REQUIRED TASKS »
[1] Rewrite the part of the passage on neoliberalism that begins at the words "On the matter" and stops after "policy mix changes.", replacing "supposedly" with "allegedly".
[2] According to the passage on neoliberalism, between which years did the benefits of modern economic growth start to reach the whole population of the UK?
[3] Carry on the passage on neoliberalism past its last sentence.

SOURCE EXTRACT »
===============
Think about it. How much poorer are people today than people 20 years ago? The answer is that we are all richer today than we were 20 years ago, and that has been a reliably true statement pretty much every year since roughly 1865*.

On the matter of neoliberalism, Monbiot might benefit from reading Kliman because in the work mentioned above this Marxist economist actually denies that neoliberal policy mixes are to blame for the global financial crisis, that the conditions were set in motion by the 70's crisis, years before any supposedly neoliberal policy mix changes.

* The benefits of modern economic growth only started to filter down to the whole population of the UK somewhere between 1840 and 1850. From then onwards everybody got reliably better off in terms of labor hours expended to afford food, clothing, 100 square feet of living space, light, heat, fuel for the two previous, leisure activities, non-vital consumer goods, and so on.

~ g. noise ~

{1} Governments use neoliberal crises as both excuse and opportunity to cut taxes, privatise remaining public services, rip holes in the social safety net, {2} deregulate corporations and re-regulate citizens. {3} The self-hating state now sinks its teeth into every organ of the public sector.
1. Taxation as a share of GDP is less today than it was in 1970, but considering the performance record of government versus private businesses I wouldn't be too bullish about bringing them back. Look at the scale of misallocation of resources in China right now, for example!
===============
Records from a data source:
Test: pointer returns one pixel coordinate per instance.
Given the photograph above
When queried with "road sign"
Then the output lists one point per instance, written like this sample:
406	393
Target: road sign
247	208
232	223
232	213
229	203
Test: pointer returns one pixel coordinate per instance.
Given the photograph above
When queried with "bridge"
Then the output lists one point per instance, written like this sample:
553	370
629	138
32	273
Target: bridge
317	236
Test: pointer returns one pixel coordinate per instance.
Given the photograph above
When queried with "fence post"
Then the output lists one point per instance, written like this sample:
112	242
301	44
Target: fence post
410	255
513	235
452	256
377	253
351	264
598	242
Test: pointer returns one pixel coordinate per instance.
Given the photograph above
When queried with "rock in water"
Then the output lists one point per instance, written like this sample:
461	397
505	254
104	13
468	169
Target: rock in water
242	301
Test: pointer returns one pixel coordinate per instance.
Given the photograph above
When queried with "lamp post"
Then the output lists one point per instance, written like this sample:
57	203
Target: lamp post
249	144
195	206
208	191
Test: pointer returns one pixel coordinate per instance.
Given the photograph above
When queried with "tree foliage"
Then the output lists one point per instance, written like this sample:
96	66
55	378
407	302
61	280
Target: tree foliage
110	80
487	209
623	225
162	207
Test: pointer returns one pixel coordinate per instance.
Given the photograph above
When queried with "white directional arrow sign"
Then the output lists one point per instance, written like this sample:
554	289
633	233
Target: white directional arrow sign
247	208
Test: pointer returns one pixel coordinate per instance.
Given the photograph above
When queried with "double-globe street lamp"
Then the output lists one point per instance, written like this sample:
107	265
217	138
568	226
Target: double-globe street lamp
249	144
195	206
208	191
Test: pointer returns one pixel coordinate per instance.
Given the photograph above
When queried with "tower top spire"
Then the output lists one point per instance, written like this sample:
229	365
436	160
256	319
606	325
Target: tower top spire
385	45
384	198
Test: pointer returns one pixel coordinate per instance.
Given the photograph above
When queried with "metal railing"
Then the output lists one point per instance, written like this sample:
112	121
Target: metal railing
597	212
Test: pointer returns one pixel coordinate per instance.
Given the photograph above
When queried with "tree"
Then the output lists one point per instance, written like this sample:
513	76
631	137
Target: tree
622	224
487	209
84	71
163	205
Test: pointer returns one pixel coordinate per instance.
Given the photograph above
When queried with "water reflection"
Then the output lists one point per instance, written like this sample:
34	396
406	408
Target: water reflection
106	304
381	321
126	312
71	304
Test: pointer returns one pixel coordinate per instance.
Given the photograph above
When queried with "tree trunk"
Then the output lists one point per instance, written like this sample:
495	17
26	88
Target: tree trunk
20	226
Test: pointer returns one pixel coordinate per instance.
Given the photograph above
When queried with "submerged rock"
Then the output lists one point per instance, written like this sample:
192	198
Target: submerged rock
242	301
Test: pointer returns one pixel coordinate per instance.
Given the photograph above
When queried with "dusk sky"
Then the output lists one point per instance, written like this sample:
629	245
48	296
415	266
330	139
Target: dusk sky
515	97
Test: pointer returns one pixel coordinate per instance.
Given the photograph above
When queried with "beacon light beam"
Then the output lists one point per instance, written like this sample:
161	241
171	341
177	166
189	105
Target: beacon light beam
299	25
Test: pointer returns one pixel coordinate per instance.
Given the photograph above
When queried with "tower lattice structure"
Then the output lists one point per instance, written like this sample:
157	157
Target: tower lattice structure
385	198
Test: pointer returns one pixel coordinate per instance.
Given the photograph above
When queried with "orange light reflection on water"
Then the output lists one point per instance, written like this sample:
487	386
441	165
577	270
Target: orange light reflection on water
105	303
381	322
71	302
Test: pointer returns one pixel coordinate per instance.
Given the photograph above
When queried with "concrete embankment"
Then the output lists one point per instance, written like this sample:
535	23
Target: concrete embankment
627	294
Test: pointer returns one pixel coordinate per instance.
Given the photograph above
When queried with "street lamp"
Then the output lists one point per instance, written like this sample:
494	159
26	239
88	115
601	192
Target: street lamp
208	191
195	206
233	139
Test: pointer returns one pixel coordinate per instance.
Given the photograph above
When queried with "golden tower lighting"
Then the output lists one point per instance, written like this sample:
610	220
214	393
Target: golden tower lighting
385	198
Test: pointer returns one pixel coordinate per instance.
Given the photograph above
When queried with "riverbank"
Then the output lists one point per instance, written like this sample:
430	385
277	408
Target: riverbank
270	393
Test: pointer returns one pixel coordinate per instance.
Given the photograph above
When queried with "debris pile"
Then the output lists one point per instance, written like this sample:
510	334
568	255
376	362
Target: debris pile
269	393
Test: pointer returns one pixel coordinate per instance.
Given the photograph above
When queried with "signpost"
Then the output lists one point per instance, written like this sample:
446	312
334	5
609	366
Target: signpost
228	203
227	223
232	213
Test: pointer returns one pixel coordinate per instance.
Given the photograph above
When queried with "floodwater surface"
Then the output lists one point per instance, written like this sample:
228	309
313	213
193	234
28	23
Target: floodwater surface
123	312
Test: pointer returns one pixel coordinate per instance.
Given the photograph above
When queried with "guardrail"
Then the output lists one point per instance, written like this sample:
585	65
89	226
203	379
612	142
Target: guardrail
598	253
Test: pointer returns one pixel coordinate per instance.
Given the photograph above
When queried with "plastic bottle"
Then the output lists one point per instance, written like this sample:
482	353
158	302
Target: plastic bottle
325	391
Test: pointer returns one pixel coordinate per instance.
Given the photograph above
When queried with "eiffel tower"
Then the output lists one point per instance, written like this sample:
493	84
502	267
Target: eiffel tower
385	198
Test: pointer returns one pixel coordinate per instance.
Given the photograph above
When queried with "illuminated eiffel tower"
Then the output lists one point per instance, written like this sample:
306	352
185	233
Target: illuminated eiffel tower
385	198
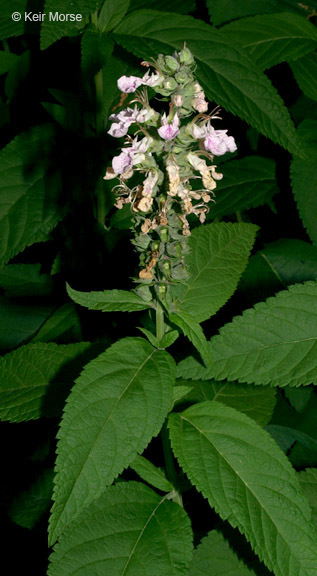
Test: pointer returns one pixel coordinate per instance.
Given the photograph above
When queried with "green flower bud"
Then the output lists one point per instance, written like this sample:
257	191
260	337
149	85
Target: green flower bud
171	63
164	235
186	57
===============
EXERCISE ANSWERS »
[1]
On the matter of neoliberalism, Monbiot might benefit from reading Kliman because in the work mentioned above this Marxist economist actually denies that neoliberal policy mixes are to blame for the global financial crisis, that the conditions were set in motion by the 70's crisis, years before any allegedly neoliberal policy mix changes.

[2] Between 1840 and 1850.

[3]
2. Corporate regulation has not lightened in a big way between 1970 and the present day. The total quantity of business regulations increased even from 1980 to 1990.

3. The impact of partial private incursions into the public sector in the UK should be analysed by comparing the openness and the performance of such UK public sector bodies versus their equivalents in countries that have not embraced as much private sector outsourcing, say, the USA vis-a-vis rubbish collection, utilities and telecoms.

~ h. escape? ~

Overall the only policy in reality that could be described as neoliberal and widely adopted is monetarism, or central bank monetary policy that seeks to minimize inflation first rather than unemployment first. That's it. There was no raft of deregulation, the privatisations that did take place were incomplete at most, and most countries didn't engage in such practices anyway unless they were moving away from a Fabian policy mix like the UK in 1979, India in 1991, or Canada and Sweden in 1993.

In other words Monbiot's piece is all sound and fury, signifying nothing.